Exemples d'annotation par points

* * *

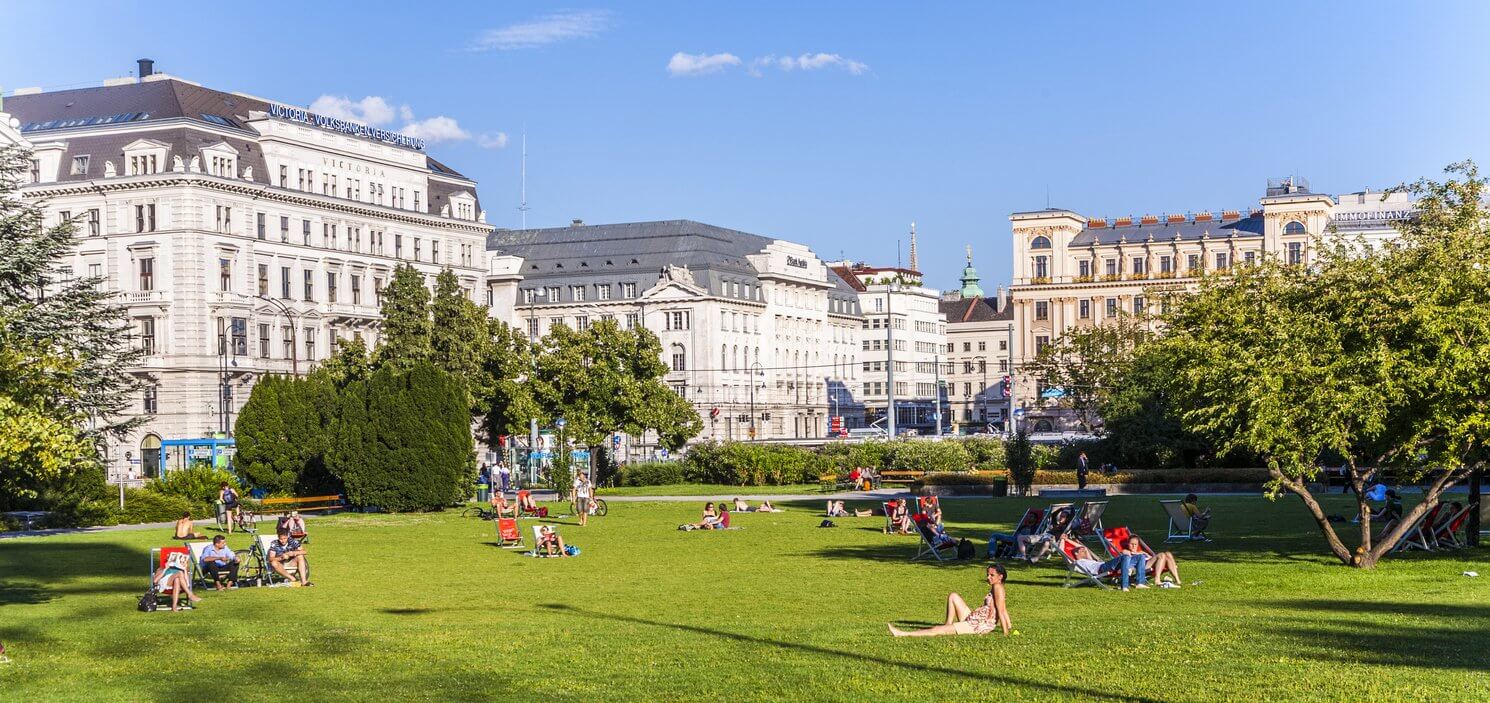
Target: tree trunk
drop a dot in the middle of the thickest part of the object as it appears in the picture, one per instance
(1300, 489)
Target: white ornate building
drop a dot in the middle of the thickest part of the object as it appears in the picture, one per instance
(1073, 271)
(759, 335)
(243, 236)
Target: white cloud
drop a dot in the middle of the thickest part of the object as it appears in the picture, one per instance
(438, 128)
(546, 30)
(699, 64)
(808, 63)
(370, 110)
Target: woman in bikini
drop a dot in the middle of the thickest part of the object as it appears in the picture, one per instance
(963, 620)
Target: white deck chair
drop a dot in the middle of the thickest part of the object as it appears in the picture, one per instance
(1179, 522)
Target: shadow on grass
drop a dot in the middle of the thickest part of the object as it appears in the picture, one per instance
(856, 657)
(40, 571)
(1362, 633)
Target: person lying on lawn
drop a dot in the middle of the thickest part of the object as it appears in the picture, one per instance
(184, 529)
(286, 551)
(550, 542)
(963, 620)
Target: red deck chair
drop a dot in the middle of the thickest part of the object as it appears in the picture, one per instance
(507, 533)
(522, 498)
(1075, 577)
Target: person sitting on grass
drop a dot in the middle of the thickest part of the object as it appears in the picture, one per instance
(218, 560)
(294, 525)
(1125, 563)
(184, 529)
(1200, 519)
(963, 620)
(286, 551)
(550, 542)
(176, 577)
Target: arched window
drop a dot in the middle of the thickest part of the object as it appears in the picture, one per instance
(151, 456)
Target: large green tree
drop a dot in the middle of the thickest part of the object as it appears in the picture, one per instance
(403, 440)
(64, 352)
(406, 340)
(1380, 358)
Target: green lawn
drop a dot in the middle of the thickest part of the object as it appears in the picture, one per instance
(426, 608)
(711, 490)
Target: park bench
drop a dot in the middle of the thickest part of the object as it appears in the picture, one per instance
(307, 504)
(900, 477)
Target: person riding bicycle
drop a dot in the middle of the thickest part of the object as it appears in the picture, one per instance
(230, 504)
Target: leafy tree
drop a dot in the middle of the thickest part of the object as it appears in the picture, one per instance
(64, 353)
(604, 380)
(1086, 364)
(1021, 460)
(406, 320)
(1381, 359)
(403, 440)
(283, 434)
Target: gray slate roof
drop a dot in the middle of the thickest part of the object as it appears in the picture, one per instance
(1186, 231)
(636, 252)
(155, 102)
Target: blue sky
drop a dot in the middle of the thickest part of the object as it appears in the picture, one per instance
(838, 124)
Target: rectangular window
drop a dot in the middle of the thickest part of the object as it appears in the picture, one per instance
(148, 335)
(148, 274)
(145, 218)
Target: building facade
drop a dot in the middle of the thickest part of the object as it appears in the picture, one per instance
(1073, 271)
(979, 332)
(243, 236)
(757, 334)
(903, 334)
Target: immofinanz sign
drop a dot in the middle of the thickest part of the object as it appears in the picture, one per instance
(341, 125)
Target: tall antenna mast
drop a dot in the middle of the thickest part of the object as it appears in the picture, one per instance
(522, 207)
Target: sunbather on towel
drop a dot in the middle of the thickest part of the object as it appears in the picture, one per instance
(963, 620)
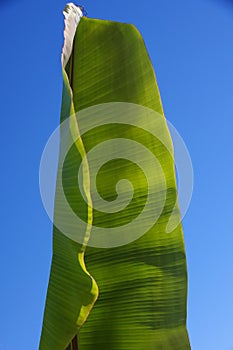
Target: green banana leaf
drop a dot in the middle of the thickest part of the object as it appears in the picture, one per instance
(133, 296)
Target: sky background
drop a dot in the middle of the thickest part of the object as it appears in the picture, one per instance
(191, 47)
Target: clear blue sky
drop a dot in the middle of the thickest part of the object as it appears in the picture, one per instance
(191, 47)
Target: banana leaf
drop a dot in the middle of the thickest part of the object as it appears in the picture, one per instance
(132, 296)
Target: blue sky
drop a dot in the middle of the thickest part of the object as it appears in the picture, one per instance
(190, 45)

* * *

OBJET DE L'EXERCICE
Recopiez à l'identique les lignes du matériel depuis son début jusqu'à la ligne contenant « (1300, 489) », celle-ci comprise. Omettez les images dans la réponse.

RÉPONSE À L'EXERCICE
Target: tree trunk
drop a dot in the middle of the thickest part of the object as it appears in the picture, one per instance
(1300, 489)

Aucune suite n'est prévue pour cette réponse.